[Extracted records]

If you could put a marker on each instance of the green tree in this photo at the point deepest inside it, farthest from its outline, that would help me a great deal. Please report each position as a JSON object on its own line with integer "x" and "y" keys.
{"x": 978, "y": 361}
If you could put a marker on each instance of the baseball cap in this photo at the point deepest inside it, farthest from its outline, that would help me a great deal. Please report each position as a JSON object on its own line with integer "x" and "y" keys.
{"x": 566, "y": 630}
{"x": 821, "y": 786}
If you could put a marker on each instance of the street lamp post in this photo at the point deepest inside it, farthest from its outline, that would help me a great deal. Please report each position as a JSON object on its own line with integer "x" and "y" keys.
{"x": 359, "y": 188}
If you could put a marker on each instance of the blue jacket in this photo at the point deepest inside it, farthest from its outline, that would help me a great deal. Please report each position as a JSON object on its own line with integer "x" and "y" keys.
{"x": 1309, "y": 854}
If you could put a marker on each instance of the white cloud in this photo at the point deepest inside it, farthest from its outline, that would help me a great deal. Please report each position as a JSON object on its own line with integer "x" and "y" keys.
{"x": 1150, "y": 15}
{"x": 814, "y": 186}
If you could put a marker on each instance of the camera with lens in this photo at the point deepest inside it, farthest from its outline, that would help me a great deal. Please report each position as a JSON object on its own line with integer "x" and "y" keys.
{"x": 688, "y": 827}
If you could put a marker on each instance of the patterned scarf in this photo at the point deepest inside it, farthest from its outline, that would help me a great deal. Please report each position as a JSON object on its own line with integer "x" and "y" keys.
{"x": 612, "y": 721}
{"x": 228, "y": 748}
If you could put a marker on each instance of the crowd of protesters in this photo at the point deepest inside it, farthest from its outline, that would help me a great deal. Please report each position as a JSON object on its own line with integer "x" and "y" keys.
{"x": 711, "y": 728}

▶ _Exercise description_: All of the lines above must be returned exactly.

▶ _Result of this exercise_:
If you could put a marker on each instance of the green tree in this photo at the point deepest inside it, farthest from its outline, that would help me a great deal. Please report each position as a JSON object on its own line with integer "x" and "y" keys.
{"x": 978, "y": 361}
If you could put a marker on each instance of the baseball cap in this photo at the point deepest inside it, farthest from its outline, that would help me a great deal. Please report each position as a JSON object on its own line with integer "x" and "y" keys.
{"x": 566, "y": 630}
{"x": 821, "y": 786}
If you could put a marker on each instance of the street lamp post in this photo at the point deepest inside it, farthest from its outline, that would help me a great deal. Please report each position as a JSON object on its own line with integer "x" and "y" keys.
{"x": 359, "y": 188}
If you could put a marker on each instance of the blue jacket in this photo at the point deepest inside it, farthest from its outline, that would help me a great deal. Please report each position as a JSON object on its own line with integer "x" and "y" keys.
{"x": 1309, "y": 854}
If you could put a marker on each instance of the white cloud in this photo at the point deepest inside it, farthest from its outline, that would help me a great deal. Please report each position as a JSON object on its own line with integer "x" and "y" keys.
{"x": 1150, "y": 15}
{"x": 814, "y": 186}
If you could put a marker on each instance of the camera with lens in this photo at the point deepest inside it, farthest from its outline, that would help me a great deal. Please report each position as a JSON object on its own line with integer "x" and "y" keys.
{"x": 688, "y": 827}
If you could put a marker on each instance of the patterned scarf in this photo at the point deepest inside it, farthest from its outline, that would help me a great deal. Please report each position as a JSON object on its own line with integer "x" and "y" keys.
{"x": 612, "y": 721}
{"x": 228, "y": 748}
If you could put a marker on each instance of the crowd of protesters in this photo at the point deepest inside it, farthest from its outline, that would help me a great deal. Please report each position as a JSON object on its own line with integer "x" and "y" keys.
{"x": 711, "y": 728}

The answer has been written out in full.